** Your goal **
Repeat, without any change, the entries presented below.

** Task inputs **
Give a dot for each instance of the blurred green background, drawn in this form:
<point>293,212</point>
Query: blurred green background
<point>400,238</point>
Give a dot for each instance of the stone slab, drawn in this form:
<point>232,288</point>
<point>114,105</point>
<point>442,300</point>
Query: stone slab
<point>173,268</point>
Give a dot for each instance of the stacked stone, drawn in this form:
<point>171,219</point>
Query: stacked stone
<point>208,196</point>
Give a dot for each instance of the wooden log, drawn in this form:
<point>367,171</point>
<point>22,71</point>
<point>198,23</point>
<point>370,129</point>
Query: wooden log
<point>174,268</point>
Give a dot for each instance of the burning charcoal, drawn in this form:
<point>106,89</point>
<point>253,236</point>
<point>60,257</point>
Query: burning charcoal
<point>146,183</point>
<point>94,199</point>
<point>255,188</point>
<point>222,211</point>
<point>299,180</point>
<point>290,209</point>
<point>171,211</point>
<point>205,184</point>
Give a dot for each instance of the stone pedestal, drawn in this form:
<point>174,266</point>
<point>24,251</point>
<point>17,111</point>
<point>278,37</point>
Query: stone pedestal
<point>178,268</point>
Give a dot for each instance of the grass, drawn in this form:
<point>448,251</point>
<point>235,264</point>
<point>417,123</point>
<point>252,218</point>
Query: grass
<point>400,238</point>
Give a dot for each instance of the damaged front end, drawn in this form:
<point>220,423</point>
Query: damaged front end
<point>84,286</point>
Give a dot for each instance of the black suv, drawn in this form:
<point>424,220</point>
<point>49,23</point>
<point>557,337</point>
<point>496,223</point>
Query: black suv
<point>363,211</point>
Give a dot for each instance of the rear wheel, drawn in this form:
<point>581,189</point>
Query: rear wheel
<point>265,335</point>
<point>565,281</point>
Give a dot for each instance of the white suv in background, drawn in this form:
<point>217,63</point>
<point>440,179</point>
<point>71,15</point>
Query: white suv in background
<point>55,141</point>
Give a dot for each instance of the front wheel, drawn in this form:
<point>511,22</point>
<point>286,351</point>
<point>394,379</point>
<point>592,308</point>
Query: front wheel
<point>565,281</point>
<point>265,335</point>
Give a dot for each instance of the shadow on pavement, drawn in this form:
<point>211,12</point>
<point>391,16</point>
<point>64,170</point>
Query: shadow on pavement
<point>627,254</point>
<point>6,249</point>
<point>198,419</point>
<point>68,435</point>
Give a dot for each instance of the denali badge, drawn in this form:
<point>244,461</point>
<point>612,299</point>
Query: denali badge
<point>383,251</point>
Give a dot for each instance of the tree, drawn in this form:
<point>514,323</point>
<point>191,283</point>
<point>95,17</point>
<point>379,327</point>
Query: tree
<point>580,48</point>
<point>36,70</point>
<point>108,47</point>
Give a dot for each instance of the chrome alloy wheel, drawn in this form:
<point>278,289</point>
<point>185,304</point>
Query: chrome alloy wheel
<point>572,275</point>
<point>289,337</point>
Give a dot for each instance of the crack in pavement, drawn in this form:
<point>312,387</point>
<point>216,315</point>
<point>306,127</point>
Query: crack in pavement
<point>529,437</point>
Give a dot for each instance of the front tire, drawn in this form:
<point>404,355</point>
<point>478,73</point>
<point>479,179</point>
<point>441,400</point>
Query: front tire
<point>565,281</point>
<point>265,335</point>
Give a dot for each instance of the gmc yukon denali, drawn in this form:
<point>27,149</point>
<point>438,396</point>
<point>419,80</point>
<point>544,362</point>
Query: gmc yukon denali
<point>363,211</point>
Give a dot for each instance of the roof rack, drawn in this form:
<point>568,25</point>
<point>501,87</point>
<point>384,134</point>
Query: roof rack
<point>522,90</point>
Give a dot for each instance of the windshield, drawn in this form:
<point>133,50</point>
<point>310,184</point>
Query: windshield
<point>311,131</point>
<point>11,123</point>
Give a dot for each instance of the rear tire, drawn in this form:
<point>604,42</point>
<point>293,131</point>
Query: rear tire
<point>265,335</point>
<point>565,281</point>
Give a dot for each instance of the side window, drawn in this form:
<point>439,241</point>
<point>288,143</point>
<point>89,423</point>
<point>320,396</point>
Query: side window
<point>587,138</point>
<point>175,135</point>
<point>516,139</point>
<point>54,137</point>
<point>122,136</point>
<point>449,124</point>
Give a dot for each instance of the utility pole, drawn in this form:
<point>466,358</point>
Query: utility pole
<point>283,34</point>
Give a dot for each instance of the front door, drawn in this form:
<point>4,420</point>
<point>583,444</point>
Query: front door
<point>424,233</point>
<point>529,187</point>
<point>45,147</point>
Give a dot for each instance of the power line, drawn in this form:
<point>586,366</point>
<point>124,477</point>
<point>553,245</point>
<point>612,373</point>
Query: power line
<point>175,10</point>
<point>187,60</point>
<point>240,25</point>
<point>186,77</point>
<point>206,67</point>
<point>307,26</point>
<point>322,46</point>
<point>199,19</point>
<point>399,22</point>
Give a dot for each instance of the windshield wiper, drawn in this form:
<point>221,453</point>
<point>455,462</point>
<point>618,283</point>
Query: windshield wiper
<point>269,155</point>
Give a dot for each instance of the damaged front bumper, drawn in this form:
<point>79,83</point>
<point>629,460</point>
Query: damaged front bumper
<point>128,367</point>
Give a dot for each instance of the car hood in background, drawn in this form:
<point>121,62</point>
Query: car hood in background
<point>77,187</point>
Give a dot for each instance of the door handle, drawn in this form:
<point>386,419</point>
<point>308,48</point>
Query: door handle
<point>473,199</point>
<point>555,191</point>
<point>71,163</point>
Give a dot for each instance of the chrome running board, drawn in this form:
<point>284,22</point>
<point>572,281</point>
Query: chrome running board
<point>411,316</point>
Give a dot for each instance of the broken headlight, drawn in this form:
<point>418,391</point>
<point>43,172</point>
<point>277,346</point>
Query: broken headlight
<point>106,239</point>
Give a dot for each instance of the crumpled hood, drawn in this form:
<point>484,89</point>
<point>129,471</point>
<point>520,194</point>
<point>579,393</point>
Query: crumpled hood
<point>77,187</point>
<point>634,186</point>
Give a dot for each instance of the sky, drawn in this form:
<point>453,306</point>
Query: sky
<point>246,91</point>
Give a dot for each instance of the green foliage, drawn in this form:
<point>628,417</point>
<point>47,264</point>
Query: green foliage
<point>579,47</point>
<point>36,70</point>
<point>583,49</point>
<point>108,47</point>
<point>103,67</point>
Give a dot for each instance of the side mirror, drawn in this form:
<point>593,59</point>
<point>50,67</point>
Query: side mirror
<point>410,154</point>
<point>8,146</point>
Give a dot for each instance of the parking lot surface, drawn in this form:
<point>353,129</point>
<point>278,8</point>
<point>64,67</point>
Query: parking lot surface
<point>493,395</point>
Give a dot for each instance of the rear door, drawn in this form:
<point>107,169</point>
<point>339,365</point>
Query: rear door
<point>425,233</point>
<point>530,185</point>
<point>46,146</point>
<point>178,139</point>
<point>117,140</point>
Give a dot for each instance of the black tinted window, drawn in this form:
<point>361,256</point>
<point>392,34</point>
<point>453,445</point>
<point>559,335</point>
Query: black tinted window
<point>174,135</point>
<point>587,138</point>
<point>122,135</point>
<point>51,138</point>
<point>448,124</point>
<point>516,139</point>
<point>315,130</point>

** Expected output **
Give a dot for each instance of the blurred green background, drawn in this form:
<point>293,212</point>
Query: blurred green background
<point>400,238</point>
Give a dot for each instance of the stone slab, drawn in this form:
<point>232,288</point>
<point>114,105</point>
<point>442,300</point>
Query: stone slab
<point>173,268</point>
Give a dot for each instance of the stacked stone, drawn in this form:
<point>171,219</point>
Query: stacked stone
<point>208,196</point>
Give a dot for each instance of the wooden log, drawn in this form:
<point>367,171</point>
<point>22,71</point>
<point>198,23</point>
<point>370,129</point>
Query: wooden log
<point>174,268</point>
Give a dot for each instance of the burning charcoal, drawn in this form:
<point>106,89</point>
<point>253,236</point>
<point>60,257</point>
Query: burning charcoal
<point>146,183</point>
<point>94,199</point>
<point>255,188</point>
<point>222,211</point>
<point>299,180</point>
<point>290,209</point>
<point>171,211</point>
<point>205,184</point>
Give a dot for each instance of the stone pedestal, drawn in this form:
<point>174,266</point>
<point>24,251</point>
<point>17,111</point>
<point>278,37</point>
Query: stone pedestal
<point>178,268</point>
Give a dot for each instance of the grass, drawn in this form:
<point>448,251</point>
<point>235,264</point>
<point>417,123</point>
<point>252,218</point>
Query: grass
<point>400,238</point>
Give a dot for each instance of the damaged front end, drawn in this form:
<point>220,423</point>
Query: damaged front end
<point>84,286</point>
Give a dot for each instance of the black suv, drawn in this form:
<point>424,220</point>
<point>49,23</point>
<point>557,337</point>
<point>496,223</point>
Query: black suv
<point>363,211</point>
Give a dot for each instance of the rear wheel, drawn in this form:
<point>581,189</point>
Query: rear wheel
<point>265,335</point>
<point>565,281</point>
Give a dot for each instance of the white suv in background, drawn in this form:
<point>217,63</point>
<point>440,179</point>
<point>71,15</point>
Query: white suv in background
<point>55,141</point>
Give a dot for each instance of the front wheel, drawn in this form:
<point>511,22</point>
<point>286,351</point>
<point>394,379</point>
<point>592,308</point>
Query: front wheel
<point>565,281</point>
<point>265,335</point>
Give a dot for each instance of the shadow on pavement, drawn in this form:
<point>211,12</point>
<point>391,16</point>
<point>64,170</point>
Query: shadow on pavement
<point>627,254</point>
<point>6,249</point>
<point>198,419</point>
<point>68,435</point>
Give a dot for each instance of the denali badge, drawn in this form:
<point>244,461</point>
<point>612,299</point>
Query: denali badge
<point>383,251</point>
Give a dot for each instance of the tree, drawn in this form:
<point>514,323</point>
<point>191,283</point>
<point>95,17</point>
<point>379,327</point>
Query: tree
<point>580,48</point>
<point>36,70</point>
<point>108,47</point>
Give a dot for each instance of the chrome alloy wheel, drawn in this form:
<point>278,289</point>
<point>185,304</point>
Query: chrome alloy wheel
<point>572,275</point>
<point>289,337</point>
Give a dot for each instance of the crack in pavement, drawn in this form:
<point>312,387</point>
<point>216,315</point>
<point>306,127</point>
Query: crack in pavement
<point>529,437</point>
Give a dot for each instance of the front tire, drawn in this form:
<point>404,355</point>
<point>478,73</point>
<point>479,179</point>
<point>441,400</point>
Query: front tire
<point>565,281</point>
<point>265,335</point>
Give a dot for each instance of the gmc yukon denali, drawn in this form:
<point>27,149</point>
<point>438,396</point>
<point>419,80</point>
<point>544,362</point>
Query: gmc yukon denali
<point>363,211</point>
Give a dot for each instance of the roof rack, drawn in this form:
<point>568,25</point>
<point>501,87</point>
<point>384,134</point>
Query: roof rack
<point>522,90</point>
Give a dot for each instance of the windshield, drawn in this form:
<point>133,50</point>
<point>310,184</point>
Query: windshield
<point>311,131</point>
<point>11,123</point>
Give a dot for each instance of the rear tire, drawn in this form:
<point>604,42</point>
<point>293,131</point>
Query: rear tire
<point>265,335</point>
<point>565,281</point>
Give a dot for each instance of the side window, drawn in this form:
<point>439,241</point>
<point>288,143</point>
<point>89,423</point>
<point>320,396</point>
Query: side window
<point>587,138</point>
<point>175,135</point>
<point>516,139</point>
<point>54,137</point>
<point>122,136</point>
<point>449,124</point>
Give a dot for each instance of the utility pole, drawn in this form:
<point>466,358</point>
Query: utility pole
<point>283,34</point>
Give a dot for each instance of the front door, drawn in this form:
<point>4,420</point>
<point>583,444</point>
Query: front door
<point>424,233</point>
<point>529,187</point>
<point>45,147</point>
Give a dot for each instance of the power line, drawn in this form:
<point>586,366</point>
<point>124,477</point>
<point>553,245</point>
<point>612,373</point>
Query: power line
<point>175,10</point>
<point>187,60</point>
<point>240,25</point>
<point>186,77</point>
<point>206,67</point>
<point>307,26</point>
<point>322,46</point>
<point>199,19</point>
<point>399,22</point>
Give a dot for each instance of the windshield wiper, drawn in this form:
<point>221,453</point>
<point>455,462</point>
<point>618,283</point>
Query: windshield wiper
<point>269,155</point>
Give a dot for each instance of the damaged front bumper, drawn in this form:
<point>79,83</point>
<point>629,460</point>
Query: damaged front bumper
<point>128,367</point>
Give a dot for each instance of the car hood in background, drawn in this form:
<point>121,62</point>
Query: car hood in background
<point>77,187</point>
Give a dot for each instance of the door handle, drawn in this form:
<point>386,419</point>
<point>308,48</point>
Query: door handle
<point>473,199</point>
<point>555,191</point>
<point>71,163</point>
Give a dot for each instance of the chrome running board, drawn in this form:
<point>284,22</point>
<point>572,281</point>
Query: chrome running board
<point>411,316</point>
Give a dot for each instance of the broken headlight, drawn in this form:
<point>418,391</point>
<point>43,172</point>
<point>277,346</point>
Query: broken headlight
<point>106,239</point>
Give a dot for each instance of the crumpled hood, drawn in this form:
<point>484,89</point>
<point>129,471</point>
<point>520,194</point>
<point>579,393</point>
Query: crumpled hood
<point>77,187</point>
<point>634,186</point>
Give a dot for each instance of the sky, drawn in this form:
<point>453,306</point>
Query: sky
<point>246,91</point>
Give a dot for each instance of the green foliage, drawn in this form:
<point>628,417</point>
<point>47,264</point>
Query: green foliage
<point>579,47</point>
<point>36,70</point>
<point>583,49</point>
<point>108,47</point>
<point>103,67</point>
Give a dot for each instance of the side mirror, drawn in this form:
<point>593,59</point>
<point>50,67</point>
Query: side mirror
<point>410,154</point>
<point>8,146</point>
Give a dot for each instance of the parking lot surface, drawn in this form:
<point>353,129</point>
<point>278,8</point>
<point>64,67</point>
Query: parking lot surface
<point>493,395</point>
Give a dot for each instance of the rear door, drawn in this form:
<point>107,169</point>
<point>339,365</point>
Query: rear door
<point>425,233</point>
<point>530,185</point>
<point>46,146</point>
<point>178,139</point>
<point>117,140</point>
Give a dot for each instance of the black tinted window, drawn in this form:
<point>361,256</point>
<point>392,34</point>
<point>453,445</point>
<point>559,335</point>
Query: black tinted window
<point>174,135</point>
<point>587,138</point>
<point>122,135</point>
<point>51,138</point>
<point>448,124</point>
<point>516,139</point>
<point>315,130</point>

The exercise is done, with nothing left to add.